+++ Text extract +++

|DVD The Karate Kid
Run time: 140 min
Genres: Action | Drama | Family
Director: Harald Zwart
Writers: Christopher Murphey, Robert Mark Kamen
Stars: Jackie Chan, Jaden Smith, Taraji P. Henson
12-year-old Dre Parker could’ve been the most popular kid in Detroit, but his mother’s latest career move has landed him in China. Dre immediately falls for his classmate Mei Ying – and the feeling is mutual – but cultural differences make such a friendship impossible. Even worse, Dre’s feelings make an enemy of the class bully, Cheng. In the land of kung fu, Dre knows only a little karate, and Cheng puts “the karate kid” on the floor with ease. With no friends in a strange land, Dre has nowhere to turn but maintenance man Mr. Han, who is secretly a master of kung fu. As Han teaches Dre that kung fu is not about punches and parries, but maturity and calm, Dre realizes that facing down the bullies will be the fight of his life. Written by Columbia Pictures
|Plot Keywords: kung fu, kid, bully, china, karate|
Country: USA, China
Release Date: 28 July 2010 (UK)
Budget: $40,000,000 (estimated)
Opening Weekend: £4,882,306 (UK) (30 July 2010)
Gross: $176,591,618 (USA) (17 September 2010)
This movie, more so than any film this year, has had the most "noise" generated. Mostly from people ignorant of the film and just exactly how good or bad it is. The discussion has been centered on why call it "The Karate Kid" if he is learning Kung Fu. It is easy; the name is recognition and "Kung Fu Kid" sounds like a ripoff, not a remake and this is a remake and they are not hiding the fact. Enough said, explanation done, go back to your bowl of cereal.
This film takes what was done in the original film and has nicely upgraded across the board. First, we have more of a threat from the kid doing the bullying this time around rather than a caricature. The mother/son dynamic is stronger and given much more screen time. The romance is more playful and innocent, with the friendship aspect ultimately being the plot focus. The student/teacher dynamic has an even stronger father/son underlying tone and finally, the action is much much improved upon.
All of the above is due to excellent performances across the board. Jaden Smith shows to be a more than capable actor in the making and with no doubt observation of Chan, who we FINALLY get to see in a dramatic role rather than action/comedy role. Smith and Chan have a fun chemistry that helps make the film enjoyable.
I was afraid through the ads that Smith's abilities would be over the top great, but through an excellent training montage and philosophical lessons, we buy that this kid is as good as he is in the tournament.
A standout moment for me was the final bonding scene between Chan and Smith. It is during a moment reminiscent of the original film's scene where Daniel finds out about Mr. Miagi's family. Here, we have a similar scene, but it is what happens after it that establishes their relationship and seals the audiences relationship to these two characters. Excellent excellent scene.
One other standout moment is the climax where they do a great job of ending the movie on a pitch perfect note. I had heard of audiences literally standing up and cheering, but I figured that was embellished. That is until the very same thing happened at the showing I caught this afternoon. You literally do want to stand up and cheer. They also take the moment a step further than the original did and provided an close to the lesson that Jackie's Mr Han was teaching Smith's Dre. It became a full circle lesson and really helped the movie have an even more satisfying end.

+++ Data shown +++

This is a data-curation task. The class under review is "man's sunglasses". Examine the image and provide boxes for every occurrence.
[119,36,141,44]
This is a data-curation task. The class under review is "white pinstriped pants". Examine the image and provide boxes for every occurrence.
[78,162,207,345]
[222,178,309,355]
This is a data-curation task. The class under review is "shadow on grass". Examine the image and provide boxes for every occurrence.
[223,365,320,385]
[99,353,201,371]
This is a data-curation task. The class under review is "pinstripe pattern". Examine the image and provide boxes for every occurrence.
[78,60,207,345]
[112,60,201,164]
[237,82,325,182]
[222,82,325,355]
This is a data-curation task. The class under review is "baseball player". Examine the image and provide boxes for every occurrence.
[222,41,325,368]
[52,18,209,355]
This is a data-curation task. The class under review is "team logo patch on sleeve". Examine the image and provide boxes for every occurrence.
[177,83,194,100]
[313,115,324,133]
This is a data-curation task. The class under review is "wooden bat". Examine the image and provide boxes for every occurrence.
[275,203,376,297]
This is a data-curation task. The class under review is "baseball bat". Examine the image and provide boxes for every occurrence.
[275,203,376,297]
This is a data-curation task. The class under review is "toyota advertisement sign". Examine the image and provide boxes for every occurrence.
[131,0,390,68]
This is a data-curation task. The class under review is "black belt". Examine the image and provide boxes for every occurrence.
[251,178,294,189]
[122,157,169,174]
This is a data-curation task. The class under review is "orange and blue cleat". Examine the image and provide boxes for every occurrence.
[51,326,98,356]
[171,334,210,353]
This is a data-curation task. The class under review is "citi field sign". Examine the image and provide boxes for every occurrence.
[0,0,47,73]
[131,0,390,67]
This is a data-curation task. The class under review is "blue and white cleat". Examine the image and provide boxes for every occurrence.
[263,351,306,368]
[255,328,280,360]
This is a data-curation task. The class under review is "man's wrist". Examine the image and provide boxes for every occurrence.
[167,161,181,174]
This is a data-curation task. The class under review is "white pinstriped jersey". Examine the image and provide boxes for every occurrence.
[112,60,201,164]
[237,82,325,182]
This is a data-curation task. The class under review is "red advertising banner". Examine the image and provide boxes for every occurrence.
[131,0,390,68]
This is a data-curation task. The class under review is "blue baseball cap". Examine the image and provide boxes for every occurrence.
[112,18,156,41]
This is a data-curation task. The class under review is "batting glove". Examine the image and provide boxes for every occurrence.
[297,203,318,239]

+++
+++ Data shown +++

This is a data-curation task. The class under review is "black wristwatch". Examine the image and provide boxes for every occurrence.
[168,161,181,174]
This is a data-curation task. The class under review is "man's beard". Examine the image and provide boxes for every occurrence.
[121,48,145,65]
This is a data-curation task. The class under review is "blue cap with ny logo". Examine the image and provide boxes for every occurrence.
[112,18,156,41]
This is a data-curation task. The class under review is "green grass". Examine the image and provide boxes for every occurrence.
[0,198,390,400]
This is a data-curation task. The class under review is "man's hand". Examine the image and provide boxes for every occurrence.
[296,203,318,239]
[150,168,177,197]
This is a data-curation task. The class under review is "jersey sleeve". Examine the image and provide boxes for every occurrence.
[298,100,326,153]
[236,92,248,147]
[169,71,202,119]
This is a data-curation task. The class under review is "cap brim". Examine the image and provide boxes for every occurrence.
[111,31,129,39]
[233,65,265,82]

+++
+++ Data shown +++

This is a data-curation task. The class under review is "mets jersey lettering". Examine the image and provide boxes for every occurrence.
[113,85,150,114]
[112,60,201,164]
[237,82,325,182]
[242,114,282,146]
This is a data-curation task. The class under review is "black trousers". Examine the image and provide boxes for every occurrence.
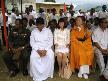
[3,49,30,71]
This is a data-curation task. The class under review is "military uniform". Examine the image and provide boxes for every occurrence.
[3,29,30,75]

+++

■ **Requirements**:
(A) Answer these questions from the Karate Kid page:
(i) Who directed the film?
(ii) What is the film's estimated budget?
(iii) What is the name of the class bully?
(B) Repeat the passage of the Karate Kid page starting at "Opening Weekend: £4,882,306" and ending at "bowl of cereal.".
The rows above come from a different source than the Karate Kid page.

■ **Task solutions**:
(A)
(i) Harald Zwart
(ii) $40,000,000
(iii) Cheng

(B)
Opening Weekend: £4,882,306 (UK) (30 July 2010)
Gross: $176,591,618 (USA) (17 September 2010)
This movie, more so than any film this year, has had the most "noise" generated. Mostly from people ignorant of the film and just exactly how good or bad it is. The discussion has been centered on why call it "The Karate Kid" if he is learning Kung Fu. It is easy; the name is recognition and "Kung Fu Kid" sounds like a ripoff, not a remake and this is a remake and they are not hiding the fact. Enough said, explanation done, go back to your bowl of cereal.